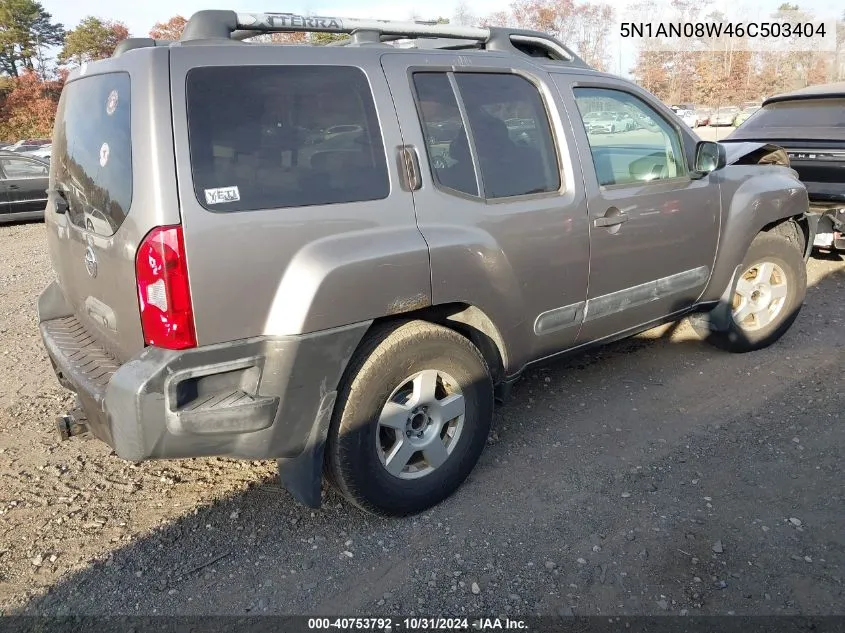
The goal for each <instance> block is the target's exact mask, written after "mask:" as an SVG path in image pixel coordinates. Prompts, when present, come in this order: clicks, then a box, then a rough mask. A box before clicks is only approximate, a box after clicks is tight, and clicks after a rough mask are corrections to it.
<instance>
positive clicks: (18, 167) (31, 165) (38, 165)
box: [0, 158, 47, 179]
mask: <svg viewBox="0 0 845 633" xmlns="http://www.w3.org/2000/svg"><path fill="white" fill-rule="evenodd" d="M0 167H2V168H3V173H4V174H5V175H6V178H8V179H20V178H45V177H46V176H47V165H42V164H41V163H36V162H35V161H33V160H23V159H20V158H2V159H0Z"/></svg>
◆ ◆ ◆ ◆ ◆ ◆ ◆
Repeat the data above line for line, without changing anything, but leave out the picture.

The goal for each <instance> block is the target's exact mask, written after "mask:" as an SVG path in image pixel coordinates. Prompts, when present, come in this order: clicks, then a box, then a rough mask. A box before clicks is only approximate, a box after clicks is tight, and clicks after a rough mask are corrections to it.
<instance>
positive clicks: (18, 167) (31, 165) (38, 165)
box: [0, 158, 47, 179]
mask: <svg viewBox="0 0 845 633" xmlns="http://www.w3.org/2000/svg"><path fill="white" fill-rule="evenodd" d="M0 167H2V168H3V173H4V174H5V175H6V178H8V179H20V178H45V177H46V176H47V165H42V164H41V163H36V162H35V161H33V160H23V159H20V158H2V159H0Z"/></svg>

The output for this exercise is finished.